**WORK TO BE COMPLETED:** Copy out every line of the data where the word "border" is found.

**EXERCISE MATERIAL:**
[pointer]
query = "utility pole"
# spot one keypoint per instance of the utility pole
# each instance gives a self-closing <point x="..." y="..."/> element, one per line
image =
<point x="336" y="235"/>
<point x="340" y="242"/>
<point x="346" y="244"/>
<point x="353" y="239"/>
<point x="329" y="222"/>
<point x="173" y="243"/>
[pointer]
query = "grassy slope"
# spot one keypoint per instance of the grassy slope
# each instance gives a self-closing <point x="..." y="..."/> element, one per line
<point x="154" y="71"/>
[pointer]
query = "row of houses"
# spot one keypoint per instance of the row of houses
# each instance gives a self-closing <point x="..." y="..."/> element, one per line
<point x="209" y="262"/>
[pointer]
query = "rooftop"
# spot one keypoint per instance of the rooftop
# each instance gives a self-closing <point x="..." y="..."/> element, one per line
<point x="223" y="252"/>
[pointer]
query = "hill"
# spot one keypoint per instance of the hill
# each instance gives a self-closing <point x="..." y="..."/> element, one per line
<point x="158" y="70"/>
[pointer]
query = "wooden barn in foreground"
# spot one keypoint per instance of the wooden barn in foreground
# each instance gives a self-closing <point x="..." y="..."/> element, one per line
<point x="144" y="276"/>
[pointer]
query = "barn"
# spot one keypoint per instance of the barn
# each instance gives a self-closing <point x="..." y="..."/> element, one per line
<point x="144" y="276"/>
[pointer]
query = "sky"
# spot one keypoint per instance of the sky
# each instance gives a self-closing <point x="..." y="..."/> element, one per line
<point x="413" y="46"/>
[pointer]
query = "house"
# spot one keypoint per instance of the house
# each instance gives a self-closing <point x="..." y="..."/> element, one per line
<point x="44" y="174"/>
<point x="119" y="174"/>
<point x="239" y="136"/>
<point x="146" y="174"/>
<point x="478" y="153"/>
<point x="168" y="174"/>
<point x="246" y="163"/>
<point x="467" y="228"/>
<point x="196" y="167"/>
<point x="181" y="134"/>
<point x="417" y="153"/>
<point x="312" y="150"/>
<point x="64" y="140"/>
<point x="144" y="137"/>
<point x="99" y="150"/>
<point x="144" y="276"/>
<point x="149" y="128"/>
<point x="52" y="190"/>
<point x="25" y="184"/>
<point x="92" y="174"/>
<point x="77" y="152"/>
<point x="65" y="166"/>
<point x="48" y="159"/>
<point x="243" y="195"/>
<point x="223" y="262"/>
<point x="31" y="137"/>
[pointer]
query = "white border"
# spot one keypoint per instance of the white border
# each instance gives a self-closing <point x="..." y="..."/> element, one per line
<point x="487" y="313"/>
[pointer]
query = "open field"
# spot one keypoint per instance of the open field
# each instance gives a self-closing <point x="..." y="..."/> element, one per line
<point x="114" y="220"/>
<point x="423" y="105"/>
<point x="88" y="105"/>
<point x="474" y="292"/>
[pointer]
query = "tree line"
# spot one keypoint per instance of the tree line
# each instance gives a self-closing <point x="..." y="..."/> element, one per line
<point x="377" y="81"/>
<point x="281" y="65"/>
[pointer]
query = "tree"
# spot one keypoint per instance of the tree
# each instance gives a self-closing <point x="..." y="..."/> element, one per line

**REPLY TO THE EXERCISE:**
query = "white border"
# spot one keypoint per instance of the white border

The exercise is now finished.